**** DATASET EXCERPTS ****

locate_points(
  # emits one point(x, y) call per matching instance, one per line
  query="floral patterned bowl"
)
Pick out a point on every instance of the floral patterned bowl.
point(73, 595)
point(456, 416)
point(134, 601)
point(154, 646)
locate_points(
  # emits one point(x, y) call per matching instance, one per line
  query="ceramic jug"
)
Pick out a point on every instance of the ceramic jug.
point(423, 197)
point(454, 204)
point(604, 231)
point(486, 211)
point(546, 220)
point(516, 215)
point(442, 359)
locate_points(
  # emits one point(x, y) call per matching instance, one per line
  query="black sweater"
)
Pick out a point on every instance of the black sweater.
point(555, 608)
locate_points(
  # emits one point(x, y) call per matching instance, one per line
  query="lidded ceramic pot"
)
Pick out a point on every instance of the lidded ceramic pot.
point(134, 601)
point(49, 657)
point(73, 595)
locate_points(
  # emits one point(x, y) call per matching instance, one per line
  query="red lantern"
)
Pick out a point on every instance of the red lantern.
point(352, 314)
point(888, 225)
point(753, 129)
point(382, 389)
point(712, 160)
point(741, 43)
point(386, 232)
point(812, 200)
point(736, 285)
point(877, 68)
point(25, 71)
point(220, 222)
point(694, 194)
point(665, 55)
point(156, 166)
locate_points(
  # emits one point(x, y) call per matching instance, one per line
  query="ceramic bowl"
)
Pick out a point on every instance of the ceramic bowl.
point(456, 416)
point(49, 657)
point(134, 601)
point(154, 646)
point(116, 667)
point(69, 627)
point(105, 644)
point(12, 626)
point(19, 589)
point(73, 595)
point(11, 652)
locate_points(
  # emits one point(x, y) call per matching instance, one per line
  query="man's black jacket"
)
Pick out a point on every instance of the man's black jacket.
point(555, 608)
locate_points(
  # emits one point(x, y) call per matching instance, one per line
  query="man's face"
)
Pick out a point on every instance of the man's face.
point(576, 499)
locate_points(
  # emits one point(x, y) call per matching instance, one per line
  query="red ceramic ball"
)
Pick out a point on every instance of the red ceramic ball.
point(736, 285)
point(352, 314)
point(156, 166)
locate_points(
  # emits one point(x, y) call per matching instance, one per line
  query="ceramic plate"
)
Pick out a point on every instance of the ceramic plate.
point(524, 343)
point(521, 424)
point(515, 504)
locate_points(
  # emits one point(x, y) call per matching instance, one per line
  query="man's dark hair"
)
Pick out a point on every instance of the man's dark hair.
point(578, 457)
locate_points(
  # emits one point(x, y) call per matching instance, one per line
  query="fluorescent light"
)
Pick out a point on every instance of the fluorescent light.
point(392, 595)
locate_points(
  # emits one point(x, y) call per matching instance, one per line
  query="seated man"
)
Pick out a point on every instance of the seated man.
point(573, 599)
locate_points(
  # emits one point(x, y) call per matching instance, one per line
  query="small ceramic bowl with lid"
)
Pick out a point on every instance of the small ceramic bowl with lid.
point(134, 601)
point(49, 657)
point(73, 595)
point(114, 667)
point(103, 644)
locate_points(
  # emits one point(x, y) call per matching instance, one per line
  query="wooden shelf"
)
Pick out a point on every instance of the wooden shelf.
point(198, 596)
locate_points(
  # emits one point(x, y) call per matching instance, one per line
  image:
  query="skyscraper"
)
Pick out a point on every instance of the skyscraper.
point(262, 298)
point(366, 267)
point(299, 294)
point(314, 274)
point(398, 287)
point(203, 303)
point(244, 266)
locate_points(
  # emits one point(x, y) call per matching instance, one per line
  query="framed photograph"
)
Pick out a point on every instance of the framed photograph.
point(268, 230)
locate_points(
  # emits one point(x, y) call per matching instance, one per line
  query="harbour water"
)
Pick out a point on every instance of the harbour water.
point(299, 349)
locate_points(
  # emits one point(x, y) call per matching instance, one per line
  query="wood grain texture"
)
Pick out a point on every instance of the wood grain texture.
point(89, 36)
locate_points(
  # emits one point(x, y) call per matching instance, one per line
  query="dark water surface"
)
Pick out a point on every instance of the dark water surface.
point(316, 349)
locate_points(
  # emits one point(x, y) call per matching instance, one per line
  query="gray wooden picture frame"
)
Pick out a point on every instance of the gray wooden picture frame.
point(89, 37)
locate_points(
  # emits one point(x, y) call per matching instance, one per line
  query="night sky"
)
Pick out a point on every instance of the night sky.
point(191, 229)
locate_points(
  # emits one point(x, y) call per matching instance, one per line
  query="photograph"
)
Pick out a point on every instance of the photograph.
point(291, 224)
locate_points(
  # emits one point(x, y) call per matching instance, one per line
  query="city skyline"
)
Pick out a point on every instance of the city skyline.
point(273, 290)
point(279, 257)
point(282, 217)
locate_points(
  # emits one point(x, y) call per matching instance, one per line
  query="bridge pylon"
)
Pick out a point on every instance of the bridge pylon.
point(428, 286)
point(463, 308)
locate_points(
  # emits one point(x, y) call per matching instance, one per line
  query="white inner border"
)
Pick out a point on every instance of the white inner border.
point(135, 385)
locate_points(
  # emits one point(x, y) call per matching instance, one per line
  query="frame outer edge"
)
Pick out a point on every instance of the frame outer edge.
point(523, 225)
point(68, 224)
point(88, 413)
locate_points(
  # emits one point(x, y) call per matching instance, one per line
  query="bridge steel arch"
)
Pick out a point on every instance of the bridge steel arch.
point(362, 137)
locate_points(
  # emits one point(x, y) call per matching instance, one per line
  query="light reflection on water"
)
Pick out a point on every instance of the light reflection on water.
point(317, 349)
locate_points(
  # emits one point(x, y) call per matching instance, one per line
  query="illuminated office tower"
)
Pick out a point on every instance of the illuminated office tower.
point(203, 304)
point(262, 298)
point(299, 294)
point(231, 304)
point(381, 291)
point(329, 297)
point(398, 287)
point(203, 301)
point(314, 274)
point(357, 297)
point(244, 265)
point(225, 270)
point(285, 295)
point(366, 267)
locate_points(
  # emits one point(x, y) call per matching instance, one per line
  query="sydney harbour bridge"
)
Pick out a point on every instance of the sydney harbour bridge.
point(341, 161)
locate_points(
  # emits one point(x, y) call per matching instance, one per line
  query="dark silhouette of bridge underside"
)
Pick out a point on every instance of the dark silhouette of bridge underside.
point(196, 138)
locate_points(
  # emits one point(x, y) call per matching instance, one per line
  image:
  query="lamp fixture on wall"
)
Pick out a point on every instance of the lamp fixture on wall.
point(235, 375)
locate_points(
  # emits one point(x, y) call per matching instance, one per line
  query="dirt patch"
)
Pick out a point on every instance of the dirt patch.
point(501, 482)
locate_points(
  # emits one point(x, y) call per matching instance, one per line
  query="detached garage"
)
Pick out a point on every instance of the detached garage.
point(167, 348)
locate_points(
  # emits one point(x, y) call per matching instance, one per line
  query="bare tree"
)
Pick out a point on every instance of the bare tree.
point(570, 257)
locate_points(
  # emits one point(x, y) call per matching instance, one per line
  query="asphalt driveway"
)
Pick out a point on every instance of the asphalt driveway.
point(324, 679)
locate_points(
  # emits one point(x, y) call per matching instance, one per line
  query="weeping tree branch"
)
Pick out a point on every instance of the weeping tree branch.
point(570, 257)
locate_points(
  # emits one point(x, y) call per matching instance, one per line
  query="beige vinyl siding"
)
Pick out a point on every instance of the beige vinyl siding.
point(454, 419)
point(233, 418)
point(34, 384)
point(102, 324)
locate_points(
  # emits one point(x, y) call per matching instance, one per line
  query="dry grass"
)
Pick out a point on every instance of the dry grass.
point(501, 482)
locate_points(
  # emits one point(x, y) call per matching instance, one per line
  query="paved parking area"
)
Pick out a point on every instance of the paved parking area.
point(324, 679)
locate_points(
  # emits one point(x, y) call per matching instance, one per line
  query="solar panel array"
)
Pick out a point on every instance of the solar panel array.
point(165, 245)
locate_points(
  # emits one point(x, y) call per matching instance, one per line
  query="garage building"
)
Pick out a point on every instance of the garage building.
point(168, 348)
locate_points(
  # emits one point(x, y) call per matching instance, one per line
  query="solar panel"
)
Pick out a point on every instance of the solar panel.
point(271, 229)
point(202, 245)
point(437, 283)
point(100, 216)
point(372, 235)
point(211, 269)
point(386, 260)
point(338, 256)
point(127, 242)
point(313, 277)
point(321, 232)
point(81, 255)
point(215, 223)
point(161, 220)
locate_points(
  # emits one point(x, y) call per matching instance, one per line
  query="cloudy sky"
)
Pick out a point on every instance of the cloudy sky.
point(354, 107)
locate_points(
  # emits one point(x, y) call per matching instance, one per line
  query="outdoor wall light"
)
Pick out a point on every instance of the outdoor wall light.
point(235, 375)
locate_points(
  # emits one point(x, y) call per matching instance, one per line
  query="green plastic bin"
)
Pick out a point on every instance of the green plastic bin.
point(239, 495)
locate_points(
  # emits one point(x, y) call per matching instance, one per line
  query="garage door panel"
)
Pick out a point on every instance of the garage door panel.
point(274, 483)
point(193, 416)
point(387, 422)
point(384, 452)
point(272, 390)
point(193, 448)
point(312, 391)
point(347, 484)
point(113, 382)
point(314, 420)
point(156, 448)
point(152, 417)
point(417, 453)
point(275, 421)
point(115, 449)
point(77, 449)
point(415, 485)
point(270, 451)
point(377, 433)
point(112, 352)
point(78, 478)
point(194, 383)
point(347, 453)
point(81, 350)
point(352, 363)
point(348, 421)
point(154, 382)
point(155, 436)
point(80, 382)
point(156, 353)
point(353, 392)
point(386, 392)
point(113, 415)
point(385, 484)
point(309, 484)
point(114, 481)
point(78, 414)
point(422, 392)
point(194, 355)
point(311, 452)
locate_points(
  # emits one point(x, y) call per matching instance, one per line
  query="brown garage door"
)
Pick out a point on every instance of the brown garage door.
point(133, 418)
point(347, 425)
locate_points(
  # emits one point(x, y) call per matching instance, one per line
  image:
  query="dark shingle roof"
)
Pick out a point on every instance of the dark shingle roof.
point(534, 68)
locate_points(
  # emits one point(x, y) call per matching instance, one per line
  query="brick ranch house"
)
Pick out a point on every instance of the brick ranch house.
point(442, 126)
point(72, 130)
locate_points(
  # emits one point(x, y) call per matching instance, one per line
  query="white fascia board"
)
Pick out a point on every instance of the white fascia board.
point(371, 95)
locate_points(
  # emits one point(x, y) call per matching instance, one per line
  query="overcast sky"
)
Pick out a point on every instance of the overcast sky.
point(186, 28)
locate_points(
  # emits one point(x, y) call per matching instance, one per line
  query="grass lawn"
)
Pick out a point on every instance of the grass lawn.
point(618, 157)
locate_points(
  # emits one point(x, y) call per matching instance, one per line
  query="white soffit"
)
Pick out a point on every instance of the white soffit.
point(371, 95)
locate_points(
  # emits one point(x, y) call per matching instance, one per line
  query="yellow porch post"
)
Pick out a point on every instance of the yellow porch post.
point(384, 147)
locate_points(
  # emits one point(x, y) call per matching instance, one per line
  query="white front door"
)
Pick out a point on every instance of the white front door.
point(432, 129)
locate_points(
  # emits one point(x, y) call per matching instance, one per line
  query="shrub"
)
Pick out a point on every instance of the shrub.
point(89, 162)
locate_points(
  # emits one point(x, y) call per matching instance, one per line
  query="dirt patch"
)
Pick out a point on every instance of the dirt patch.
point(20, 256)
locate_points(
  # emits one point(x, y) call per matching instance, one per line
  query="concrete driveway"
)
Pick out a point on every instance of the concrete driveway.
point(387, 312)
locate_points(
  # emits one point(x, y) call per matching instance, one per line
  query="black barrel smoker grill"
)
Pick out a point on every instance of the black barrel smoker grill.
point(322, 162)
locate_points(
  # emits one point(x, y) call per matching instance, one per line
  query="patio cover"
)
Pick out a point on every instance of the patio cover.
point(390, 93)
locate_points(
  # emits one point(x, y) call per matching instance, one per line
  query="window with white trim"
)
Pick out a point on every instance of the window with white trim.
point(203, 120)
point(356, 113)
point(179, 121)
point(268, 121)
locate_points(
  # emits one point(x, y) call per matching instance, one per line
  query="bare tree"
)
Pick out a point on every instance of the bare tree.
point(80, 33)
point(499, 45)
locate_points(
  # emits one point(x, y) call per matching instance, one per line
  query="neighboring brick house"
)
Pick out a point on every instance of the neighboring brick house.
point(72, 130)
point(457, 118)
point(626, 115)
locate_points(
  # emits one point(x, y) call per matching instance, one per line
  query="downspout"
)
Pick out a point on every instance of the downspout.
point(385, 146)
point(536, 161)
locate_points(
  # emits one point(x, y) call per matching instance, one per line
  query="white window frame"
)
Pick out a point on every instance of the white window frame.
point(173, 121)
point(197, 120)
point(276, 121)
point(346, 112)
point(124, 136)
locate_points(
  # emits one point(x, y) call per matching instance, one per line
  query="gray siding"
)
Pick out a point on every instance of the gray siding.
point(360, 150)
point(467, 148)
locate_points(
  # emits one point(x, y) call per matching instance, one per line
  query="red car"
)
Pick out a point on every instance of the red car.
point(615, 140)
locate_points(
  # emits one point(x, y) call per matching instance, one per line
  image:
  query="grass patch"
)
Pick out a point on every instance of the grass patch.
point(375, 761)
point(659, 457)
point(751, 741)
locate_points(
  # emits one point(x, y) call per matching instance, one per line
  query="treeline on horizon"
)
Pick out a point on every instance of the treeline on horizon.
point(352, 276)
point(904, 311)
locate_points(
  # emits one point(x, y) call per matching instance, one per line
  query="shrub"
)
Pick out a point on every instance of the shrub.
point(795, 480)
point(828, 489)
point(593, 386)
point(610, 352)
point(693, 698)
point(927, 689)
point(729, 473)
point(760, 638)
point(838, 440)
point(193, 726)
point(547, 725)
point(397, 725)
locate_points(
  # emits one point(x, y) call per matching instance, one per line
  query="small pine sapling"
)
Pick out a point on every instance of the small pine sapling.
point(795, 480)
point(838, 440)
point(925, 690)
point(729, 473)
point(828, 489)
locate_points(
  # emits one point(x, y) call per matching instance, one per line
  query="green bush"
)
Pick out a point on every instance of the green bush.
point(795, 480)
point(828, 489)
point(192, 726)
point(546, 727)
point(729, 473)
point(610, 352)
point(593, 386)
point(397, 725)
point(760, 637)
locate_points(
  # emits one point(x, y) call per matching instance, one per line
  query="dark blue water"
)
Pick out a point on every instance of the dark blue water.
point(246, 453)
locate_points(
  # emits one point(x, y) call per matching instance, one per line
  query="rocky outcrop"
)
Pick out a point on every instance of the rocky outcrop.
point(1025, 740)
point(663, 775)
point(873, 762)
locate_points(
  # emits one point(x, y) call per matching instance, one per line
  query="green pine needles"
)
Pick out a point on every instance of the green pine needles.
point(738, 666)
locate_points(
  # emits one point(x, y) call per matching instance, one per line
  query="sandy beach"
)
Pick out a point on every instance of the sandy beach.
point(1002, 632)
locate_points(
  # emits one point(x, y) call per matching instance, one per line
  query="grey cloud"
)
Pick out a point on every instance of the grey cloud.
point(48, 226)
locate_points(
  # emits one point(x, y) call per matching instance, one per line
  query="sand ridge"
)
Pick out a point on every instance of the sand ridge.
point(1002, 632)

****

TASK OBJECTIVE — Count the lines in the entries above that contain the word "driveway", with case taken into account, and give only the number.

FULL SOLUTION — 4